-- Begin --

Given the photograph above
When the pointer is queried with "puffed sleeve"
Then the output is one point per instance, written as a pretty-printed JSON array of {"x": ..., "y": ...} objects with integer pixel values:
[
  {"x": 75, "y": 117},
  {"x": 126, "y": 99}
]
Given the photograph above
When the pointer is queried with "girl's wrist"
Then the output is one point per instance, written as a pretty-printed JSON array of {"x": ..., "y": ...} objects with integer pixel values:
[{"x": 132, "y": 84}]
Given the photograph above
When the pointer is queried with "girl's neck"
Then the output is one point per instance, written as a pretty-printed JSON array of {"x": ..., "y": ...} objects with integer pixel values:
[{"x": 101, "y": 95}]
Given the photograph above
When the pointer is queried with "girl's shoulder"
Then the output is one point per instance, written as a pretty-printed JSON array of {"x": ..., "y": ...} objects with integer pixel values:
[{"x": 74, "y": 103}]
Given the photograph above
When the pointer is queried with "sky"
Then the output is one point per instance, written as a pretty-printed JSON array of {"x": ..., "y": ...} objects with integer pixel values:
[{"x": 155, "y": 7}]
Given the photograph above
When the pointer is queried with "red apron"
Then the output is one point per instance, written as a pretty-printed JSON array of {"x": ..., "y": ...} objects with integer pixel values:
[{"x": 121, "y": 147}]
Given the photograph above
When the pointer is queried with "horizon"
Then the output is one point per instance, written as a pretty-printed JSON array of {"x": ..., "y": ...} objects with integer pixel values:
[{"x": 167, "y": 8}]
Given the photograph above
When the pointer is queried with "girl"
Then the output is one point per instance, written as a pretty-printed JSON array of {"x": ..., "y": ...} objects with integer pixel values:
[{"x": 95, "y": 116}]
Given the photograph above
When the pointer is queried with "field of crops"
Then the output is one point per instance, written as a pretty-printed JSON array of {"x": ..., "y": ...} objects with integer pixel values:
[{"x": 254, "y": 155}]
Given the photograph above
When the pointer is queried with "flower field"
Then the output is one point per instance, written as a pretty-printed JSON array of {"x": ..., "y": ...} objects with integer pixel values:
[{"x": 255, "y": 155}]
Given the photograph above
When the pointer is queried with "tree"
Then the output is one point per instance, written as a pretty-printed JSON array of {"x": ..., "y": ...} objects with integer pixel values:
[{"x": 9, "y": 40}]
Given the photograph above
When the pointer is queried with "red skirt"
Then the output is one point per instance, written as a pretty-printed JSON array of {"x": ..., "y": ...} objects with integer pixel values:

-- End --

== REQUEST ==
Write out all of the records above exactly as they appear.

== WRITTEN ANSWER ==
Given the photograph above
When the pointer is queried with "puffed sleeve"
Then the output is one point per instance, written as a pretty-printed JSON array of {"x": ..., "y": ...} objects with integer pixel values:
[
  {"x": 75, "y": 117},
  {"x": 126, "y": 99}
]
Given the photograph above
When the pointer is queried with "girl's wrist"
Then the output is one point per instance, written as a pretty-printed JSON array of {"x": ..., "y": ...} objects with integer pixel values:
[{"x": 132, "y": 84}]
Given the photograph above
When the pointer is queried with "girl's neck"
Then the output is one point per instance, written as a pretty-printed JSON array of {"x": ..., "y": ...} objects with integer pixel values:
[{"x": 101, "y": 95}]
Given the photograph above
When the pointer is queried with "girl's shoulder"
Then the output is one point per instance, written as a pretty-printed JSON array of {"x": ..., "y": ...} objects with integer pixel values:
[{"x": 74, "y": 103}]
Given the photograph above
When the pointer is queried with "sky"
Then the output is one point per instance, written as a pretty-printed JSON array of {"x": ..., "y": ...} objects with integer pixel values:
[{"x": 155, "y": 7}]
Given the photograph above
When the pointer is queried with "red apron"
Then the output is one point per instance, written as a pretty-printed JSON array of {"x": ..., "y": ...} objects with integer pixel values:
[{"x": 121, "y": 147}]
Given the photograph above
When the pointer is queried with "horizon"
Then the output is one point per instance, written as a pretty-printed JSON array of {"x": ..., "y": ...} objects with integer pixel values:
[{"x": 167, "y": 8}]
Given the photograph above
When the pointer is queried with "girl"
Then the output is one point per instance, written as a pretty-printed JSON array of {"x": ..., "y": ...} objects with integer pixel values:
[{"x": 95, "y": 116}]
Given the photograph above
When the pointer is queried with "field of crops"
Then the output is one point per instance, written as a pretty-printed JSON array of {"x": ..., "y": ...} objects with integer pixel values:
[{"x": 254, "y": 155}]
Given the photograph above
When the pointer is queried with "flower field"
Then the output is one point per instance, written as a pretty-printed JSON array of {"x": ..., "y": ...} objects with integer pixel values:
[{"x": 255, "y": 155}]
Given the photograph above
When the pointer is queried with "tree"
Then the output is one point per instance, written as a pretty-printed JSON array of {"x": ..., "y": ...} objects with integer pixel values:
[{"x": 9, "y": 40}]
Given the photograph above
When the pointer is queried with "red skirt"
Then the output is one point per instance, written as a pretty-printed JSON array of {"x": ..., "y": ...} objects with integer pixel values:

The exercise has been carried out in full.